++++ Dataset content

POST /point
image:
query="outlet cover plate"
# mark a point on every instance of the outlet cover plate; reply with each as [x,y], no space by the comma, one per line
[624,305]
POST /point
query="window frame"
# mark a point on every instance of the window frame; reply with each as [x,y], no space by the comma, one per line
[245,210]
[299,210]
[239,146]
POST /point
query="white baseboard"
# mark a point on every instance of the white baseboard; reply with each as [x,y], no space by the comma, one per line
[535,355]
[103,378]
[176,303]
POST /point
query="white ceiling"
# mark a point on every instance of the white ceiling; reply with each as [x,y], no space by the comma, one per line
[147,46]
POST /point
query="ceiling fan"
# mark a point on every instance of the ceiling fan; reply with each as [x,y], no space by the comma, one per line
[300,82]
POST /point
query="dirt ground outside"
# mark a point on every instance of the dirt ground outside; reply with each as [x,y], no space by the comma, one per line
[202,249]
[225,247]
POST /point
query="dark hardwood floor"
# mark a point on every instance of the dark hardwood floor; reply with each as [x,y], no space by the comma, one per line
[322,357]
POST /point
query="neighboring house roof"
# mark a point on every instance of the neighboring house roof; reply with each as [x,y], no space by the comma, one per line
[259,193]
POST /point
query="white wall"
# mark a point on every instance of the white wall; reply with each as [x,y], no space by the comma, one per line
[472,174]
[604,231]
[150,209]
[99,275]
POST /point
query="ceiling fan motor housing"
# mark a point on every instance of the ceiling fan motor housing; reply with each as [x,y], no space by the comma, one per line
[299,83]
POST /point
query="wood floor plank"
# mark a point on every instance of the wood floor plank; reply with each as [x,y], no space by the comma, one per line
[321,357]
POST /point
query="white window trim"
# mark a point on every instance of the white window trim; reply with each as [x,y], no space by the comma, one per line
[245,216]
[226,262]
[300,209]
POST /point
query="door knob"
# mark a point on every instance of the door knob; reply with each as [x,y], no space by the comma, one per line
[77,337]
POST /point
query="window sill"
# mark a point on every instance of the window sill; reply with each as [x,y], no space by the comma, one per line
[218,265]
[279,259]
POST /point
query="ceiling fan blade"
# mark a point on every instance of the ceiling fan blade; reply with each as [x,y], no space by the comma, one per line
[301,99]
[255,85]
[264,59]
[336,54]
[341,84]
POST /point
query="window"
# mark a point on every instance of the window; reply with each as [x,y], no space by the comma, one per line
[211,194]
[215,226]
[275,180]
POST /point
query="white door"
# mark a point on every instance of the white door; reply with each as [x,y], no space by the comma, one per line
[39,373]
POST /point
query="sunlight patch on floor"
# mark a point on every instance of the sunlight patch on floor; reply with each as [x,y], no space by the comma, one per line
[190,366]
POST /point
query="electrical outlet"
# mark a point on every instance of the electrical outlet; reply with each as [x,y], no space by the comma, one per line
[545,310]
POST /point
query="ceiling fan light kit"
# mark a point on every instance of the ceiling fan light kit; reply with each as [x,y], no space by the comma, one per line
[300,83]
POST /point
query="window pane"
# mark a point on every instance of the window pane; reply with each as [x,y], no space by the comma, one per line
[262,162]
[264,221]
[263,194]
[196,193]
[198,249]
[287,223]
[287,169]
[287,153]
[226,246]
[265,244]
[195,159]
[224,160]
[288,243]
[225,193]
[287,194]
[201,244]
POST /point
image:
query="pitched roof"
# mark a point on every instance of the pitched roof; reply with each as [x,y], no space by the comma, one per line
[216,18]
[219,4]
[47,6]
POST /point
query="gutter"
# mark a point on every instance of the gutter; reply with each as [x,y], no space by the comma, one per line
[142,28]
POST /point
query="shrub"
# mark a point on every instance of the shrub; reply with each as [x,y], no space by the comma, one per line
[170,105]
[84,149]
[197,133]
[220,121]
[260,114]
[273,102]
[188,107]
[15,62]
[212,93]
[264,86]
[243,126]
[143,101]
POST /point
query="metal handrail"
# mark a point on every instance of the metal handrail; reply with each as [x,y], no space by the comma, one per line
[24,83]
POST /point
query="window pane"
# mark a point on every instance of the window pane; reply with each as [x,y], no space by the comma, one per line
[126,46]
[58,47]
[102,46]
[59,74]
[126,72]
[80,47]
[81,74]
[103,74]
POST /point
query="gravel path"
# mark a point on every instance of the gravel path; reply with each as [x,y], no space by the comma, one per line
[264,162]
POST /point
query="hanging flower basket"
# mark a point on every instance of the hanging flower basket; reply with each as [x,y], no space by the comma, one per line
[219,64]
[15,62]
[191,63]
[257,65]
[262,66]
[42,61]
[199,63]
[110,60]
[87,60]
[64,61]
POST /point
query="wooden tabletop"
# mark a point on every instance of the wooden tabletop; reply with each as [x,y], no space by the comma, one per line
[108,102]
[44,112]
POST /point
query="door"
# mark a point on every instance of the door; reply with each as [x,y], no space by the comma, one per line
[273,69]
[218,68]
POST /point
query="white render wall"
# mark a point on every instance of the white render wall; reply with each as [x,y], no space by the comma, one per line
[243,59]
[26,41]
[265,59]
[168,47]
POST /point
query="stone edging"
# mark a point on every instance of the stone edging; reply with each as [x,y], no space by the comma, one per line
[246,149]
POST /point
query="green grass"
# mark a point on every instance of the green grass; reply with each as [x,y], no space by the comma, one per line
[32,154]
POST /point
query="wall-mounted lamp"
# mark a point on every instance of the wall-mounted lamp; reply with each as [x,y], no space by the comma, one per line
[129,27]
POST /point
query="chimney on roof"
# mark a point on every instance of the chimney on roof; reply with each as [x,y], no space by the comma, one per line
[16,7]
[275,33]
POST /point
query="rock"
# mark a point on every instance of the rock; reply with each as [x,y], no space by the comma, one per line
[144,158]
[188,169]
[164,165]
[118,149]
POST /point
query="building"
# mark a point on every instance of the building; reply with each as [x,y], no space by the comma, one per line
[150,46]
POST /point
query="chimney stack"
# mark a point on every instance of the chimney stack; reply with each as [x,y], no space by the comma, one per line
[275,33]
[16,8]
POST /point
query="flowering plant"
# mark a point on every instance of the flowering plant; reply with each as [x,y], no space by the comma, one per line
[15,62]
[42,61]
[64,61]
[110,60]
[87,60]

++++++++

Work to complete
Write every record out again, unaltered.

Output of the exercise
POST /point
image:
query="outlet cover plate"
# mark a point on every instance of the outlet cover plate; reply with each as [x,y], no space by the comma, one per line
[624,305]
POST /point
query="window frame"
# mark a point on every instance of the window frame; reply with each as [x,y], no space by the comma, one per line
[245,210]
[299,210]
[239,146]
POST /point
query="white baseboard"
# mark a point on every instance of the white baseboard; reply with each as [x,y], no space by the comma, one per line
[535,355]
[103,378]
[176,303]
POST /point
query="white ceiling"
# mark a point on every instance of the white ceiling; reply with each as [x,y], no space by the comma, one per line
[147,46]
POST /point
query="ceiling fan"
# mark a point on every instance of the ceiling fan; reply with each as [x,y], no space by the comma, one per line
[300,82]
POST /point
query="dirt ground outside"
# mark a point on every instance of the dirt ground outside; reply with each as [x,y], no space by the comma, one per line
[202,249]
[225,247]
POST /point
query="dark hardwood floor"
# mark a point on every instance of the dark hardwood floor; reply with each as [x,y], no space by the comma, one per line
[322,357]
POST /point
query="neighboring house roof"
# mark a point on every instance of the neighboring house roof; reply with each as [x,y], no space by the comma, one per line
[259,193]
POST /point
query="white wall"
# mark a point on every instance of the white wall; reply with each as [x,y], no space by the comma, one per line
[472,174]
[604,231]
[150,209]
[99,275]
POST /point
query="ceiling fan motor housing"
# mark a point on every instance of the ceiling fan motor housing; reply with each as [x,y], no space by the comma, one per line
[299,83]
POST /point
query="wood floor plank"
# mark a point on every instance of the wood floor plank; reply with each as [x,y], no space by the comma, one per line
[321,357]
POST /point
query="white window trim"
# mark a point on every instance of the white window trim; reply with each as [x,y], no space by the comma, one per line
[245,216]
[226,262]
[300,209]
POST /point
query="door knob"
# mark a point on every instance of the door knob; reply with each as [x,y], no space by the comma, one per line
[77,337]
POST /point
query="window sill"
# mark a point on every instance of the window sill; reply with each as [x,y], no space by the comma, one per line
[218,265]
[279,259]
POST /point
query="ceiling fan blade"
# mark a point on every instance of the ceiling fan blade; reply with each as [x,y], no space by the comma, one per line
[301,99]
[255,85]
[264,59]
[336,54]
[341,84]
POST /point
query="window"
# mark a point on every instance of the window; reply with each as [x,y], no space by the comma, one per line
[211,194]
[215,226]
[275,180]
POST /point
query="white door"
# mark a point on every instance of the white door; reply with each as [x,y], no space by the comma, one per line
[39,373]
POST /point
query="sunlight patch on floor"
# mark a point on every instance of the sunlight patch on floor; reply with each as [x,y], no space by the comma, one per line
[190,366]
POST /point
query="electrical outlet"
# mark a point on every instance of the electrical outlet; reply with each as [x,y], no space by the comma, one per line
[545,310]
POST /point
query="ceiling fan light kit"
# mark a point on every instance of the ceiling fan light kit; reply with each as [x,y], no space by the comma, one per line
[300,83]
POST /point
query="window pane"
# mark a point on every instance of the window pane; reply with each as [x,y], no space by the comma, one per line
[262,162]
[264,221]
[263,194]
[196,193]
[198,249]
[287,223]
[287,169]
[287,153]
[226,246]
[265,244]
[195,159]
[224,160]
[288,243]
[225,193]
[287,194]
[201,244]
POST /point
image:
query="pitched roof"
# mark a point on every instance of the pitched roof; reply with each as [x,y], no space by the comma, one per line
[216,18]
[219,4]
[47,6]
POST /point
query="gutter"
# mark a point on every instance of the gutter; reply with each as [x,y], no space by the comma, one per line
[142,28]
POST /point
query="shrub"
# mark a point on every instance of the shrub; reply with each as [x,y], no space by the comma, one per line
[170,105]
[84,149]
[197,133]
[220,121]
[260,114]
[273,102]
[188,107]
[15,62]
[212,93]
[264,86]
[243,126]
[143,101]
POST /point
query="metal handrail"
# mark a point on every instance of the metal handrail; reply with each as [x,y], no space by the comma, one per line
[24,83]
POST /point
query="window pane"
# mark a point on every instance of the window pane; reply with each as [x,y], no space by the comma, one per line
[126,46]
[58,47]
[102,46]
[59,74]
[126,72]
[80,47]
[81,74]
[103,74]
POST /point
query="gravel path"
# mark a point on every instance of the gravel path; reply with each as [x,y], no space by the comma, one per line
[264,162]
POST /point
query="hanging flower basket"
# mark a point on every instance of the hanging flower basket; reply with each as [x,y], no space by the comma, one per line
[219,64]
[15,62]
[191,63]
[257,65]
[262,66]
[42,61]
[199,63]
[110,60]
[87,60]
[64,61]
POST /point
query="wooden tabletop"
# mark a point on every instance of the wooden tabletop; reply with each as [x,y], no space by the comma, one per line
[108,102]
[44,112]
POST /point
query="door"
# mark a point on every instance of the door; reply with each as [x,y], no space by the comma, one per line
[273,69]
[218,68]
POST /point
query="white render wall"
# mark a point on every instance of the white render wall; reply with each as [x,y], no space by the comma, one per line
[243,59]
[26,41]
[265,59]
[168,47]
POST /point
query="stone edging"
# mark a point on every instance of the stone edging; reply with each as [x,y], no space by the comma, one per line
[246,149]
POST /point
query="green grass"
# mark a point on every instance of the green grass; reply with each as [x,y], no space by the comma, one per line
[32,154]
POST /point
query="wall-mounted lamp"
# mark a point on every instance of the wall-mounted lamp; reply with each as [x,y], no space by the comma, one per line
[129,27]
POST /point
query="chimney on roof"
# mark a point on every instance of the chimney on roof; reply with each as [x,y], no space by the comma, one per line
[16,7]
[275,33]
POST /point
query="rock"
# mark a point on every instance of the rock; reply with each as [x,y], no space by the comma, one per line
[144,158]
[188,169]
[164,165]
[118,149]
POST /point
query="building"
# mark a point on every instance of the building; reply with each as [x,y], no space by the comma, one per line
[150,46]
POST /point
query="chimney stack"
# mark a point on every instance of the chimney stack; reply with each as [x,y], no space by the comma, one per line
[275,33]
[16,8]
POST /point
query="flowering plant"
# mark a point on every instance of the flowering plant; reply with each as [x,y], no space by the comma, one per line
[15,62]
[42,61]
[64,61]
[110,60]
[87,60]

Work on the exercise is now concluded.